### EXCERPTED PASSAGE
Global Warming Likely Made Michael Intensify Rapidly

Hurricane Michael, which devastated Florida last week, was the strongest October storm ever known to come ashore in the continental U.S. In terms of barometric pressure, it had the third lowest reading surpassed only by the 1935 Labor Day storm, and Camille in 1969. The Atlantic reports that Michael got very strong very quickly—from a tropical storm last Sunday to a major hurricane by Tuesday. As the storm neared Florida, it was over very warm waters, about 4 degrees Fahrenheit above normal. And the surrounding air that Michael moved into was relatively calm and windless. So, with the energy from Gulf waters and little wind to disturb it, the storm quickly intensified into a monster.

Hurricane Harvey that inundated the Houston area of the Gulf of Mexico last year also rapidly intensified before it reached land, and as the climate warms more hurricanes are predicted to go through this process. John Morales NBC’s chief meteorologist in Miami told The Atlantic that global warming’s effect on hurricanes is like changing the speed limit on a highway. The highest possible wind-speed that can be reached in a tropical cyclone is increasing thanks to a change in thermodynamics.

Colorado River Drought Contingency Plans Move Forward But Tensions Still Exist

As conditions in the Southwest continue to aridify—or become drier—officials from the seven states that rely on the Colorado River have been trying to plan for future shortages that could affect tens of millions of people from Denver to Southern California. Last week there was movement toward an overall agreement on drought contingency plans. But there is much work to be done before, what are now just tentative agreements, become final.

### TASK SET
**A.** Revise the news excerpt from "Hurricane Michael, which" to "into a monster.", inclusive, changing "Tuesday" to "Monday".
**B.** State whether each statement agrees with the news excerpt, answering yes or no and quoting the deciding words: (i) Hurricane Michael was the strongest October storm known to come ashore in the continental U.S. (ii) As Michael neared Florida, the waters beneath it were about 4 degrees Fahrenheit below normal. (iii) Officials from five states that rely on the Colorado River have been planning for future shortages.
**C.** According to the news excerpt, what did John Morales liken global warming's effect on hurricanes to?

### DATA SEGMENT
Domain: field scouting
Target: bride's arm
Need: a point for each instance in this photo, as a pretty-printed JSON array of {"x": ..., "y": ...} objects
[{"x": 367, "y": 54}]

### RESPONSES
**A.**
Hurricane Michael, which devastated Florida last week, was the strongest October storm ever known to come ashore in the continental U.S. In terms of barometric pressure, it had the third lowest reading surpassed only by the 1935 Labor Day storm, and Camille in 1969. The Atlantic reports that Michael got very strong very quickly—from a tropical storm last Sunday to a major hurricane by Monday. As the storm neared Florida, it was over very warm waters, about 4 degrees Fahrenheit above normal. And the surrounding air that Michael moved into was relatively calm and windless. So, with the energy from Gulf waters and little wind to disturb it, the storm quickly intensified into a monster.

**B.**
(i) Yes: "was the strongest October storm ever known to come ashore in the continental U.S."
(ii) No: "it was over very warm waters, about 4 degrees Fahrenheit above normal"
(iii) No: "officials from the seven states that rely on the Colorado River"

**C.** Changing the speed limit on a highway.